# [AVAILABLE DATA]
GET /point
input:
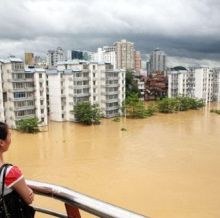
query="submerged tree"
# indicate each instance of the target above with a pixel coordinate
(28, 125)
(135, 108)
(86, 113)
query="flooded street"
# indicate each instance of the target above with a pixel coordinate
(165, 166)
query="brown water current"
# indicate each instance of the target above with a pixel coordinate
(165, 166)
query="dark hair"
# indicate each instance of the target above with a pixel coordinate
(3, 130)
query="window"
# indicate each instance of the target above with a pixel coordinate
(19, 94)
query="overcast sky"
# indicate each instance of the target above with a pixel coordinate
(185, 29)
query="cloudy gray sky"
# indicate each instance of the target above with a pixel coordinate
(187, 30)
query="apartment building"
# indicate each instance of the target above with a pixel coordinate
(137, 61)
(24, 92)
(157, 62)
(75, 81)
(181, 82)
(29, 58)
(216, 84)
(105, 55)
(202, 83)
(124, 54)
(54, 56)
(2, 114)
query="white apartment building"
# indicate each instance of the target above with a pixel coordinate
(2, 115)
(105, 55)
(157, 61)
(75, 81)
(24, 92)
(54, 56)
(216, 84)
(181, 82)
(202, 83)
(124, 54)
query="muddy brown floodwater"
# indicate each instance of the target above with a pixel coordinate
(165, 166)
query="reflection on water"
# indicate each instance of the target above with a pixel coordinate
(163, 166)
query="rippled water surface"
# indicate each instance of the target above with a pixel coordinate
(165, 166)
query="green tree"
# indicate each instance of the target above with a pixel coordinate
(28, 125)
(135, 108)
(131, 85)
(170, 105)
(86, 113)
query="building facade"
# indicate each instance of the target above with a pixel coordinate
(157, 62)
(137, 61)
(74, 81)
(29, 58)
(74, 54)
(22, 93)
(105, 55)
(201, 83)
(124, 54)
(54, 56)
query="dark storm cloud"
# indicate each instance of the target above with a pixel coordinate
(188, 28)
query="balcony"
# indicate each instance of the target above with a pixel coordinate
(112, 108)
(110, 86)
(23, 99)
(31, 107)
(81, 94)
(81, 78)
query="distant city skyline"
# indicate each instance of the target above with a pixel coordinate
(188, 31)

# [WORK ITEM]
Set down the records precisely as they appear. Any picture stays out.

# [WRITTEN RESPONSE]
GET /point
input:
query="submerged tree"
# indicate each instance of the target above with a pixel coordinate
(28, 125)
(135, 108)
(86, 113)
query="flooded street"
# indicate each instance of the target above with a pixel coordinate
(165, 166)
query="brown water current"
# indicate each instance of the target above with a pixel coordinate
(165, 166)
query="dark hair"
# indicate each instance of the target above with a pixel coordinate
(3, 130)
query="window"
# indicate each instance of the target above with a pixel coordinate
(19, 94)
query="overcast sky"
# indicate each instance of the target above with a pixel coordinate
(185, 29)
query="cloudy gray sky"
# indicate each instance of the target above with a pixel coordinate
(187, 30)
query="apartment building"
# indicate each instance of the target above with a pixel coordinate
(137, 61)
(24, 92)
(157, 62)
(75, 81)
(181, 82)
(29, 58)
(216, 84)
(105, 55)
(202, 83)
(124, 54)
(54, 56)
(2, 114)
query="white apartment building"
# indicate each instance of the target above with a pixel coordinate
(2, 115)
(105, 55)
(157, 61)
(75, 81)
(24, 92)
(54, 56)
(216, 84)
(181, 82)
(202, 83)
(124, 54)
query="muddy brown floodwater"
# indicate each instance of the target above with a pixel coordinate
(165, 166)
query="reflection on water"
# indicate each instance of the target above with a pixel coordinate
(163, 166)
query="rippled water surface"
# indicate each instance of the target above with a pixel coordinate
(165, 166)
query="green tree"
# indicate each instance of the target above with a pixel coordinate
(28, 125)
(135, 108)
(131, 85)
(170, 105)
(86, 113)
query="building facade"
# indicate each instance of the target above with a pixel coordinate
(157, 62)
(137, 61)
(74, 81)
(29, 58)
(74, 54)
(22, 93)
(105, 55)
(201, 83)
(124, 54)
(54, 56)
query="dark storm cloud"
# indicate each instance of the target above with a pixel coordinate
(188, 28)
query="balcony"
# indicate each instance of the target above with a pixel coordinate
(112, 108)
(110, 86)
(23, 99)
(31, 107)
(81, 94)
(81, 78)
query="distant city skyline"
# indicate each instance of the target above with a pixel coordinate
(188, 31)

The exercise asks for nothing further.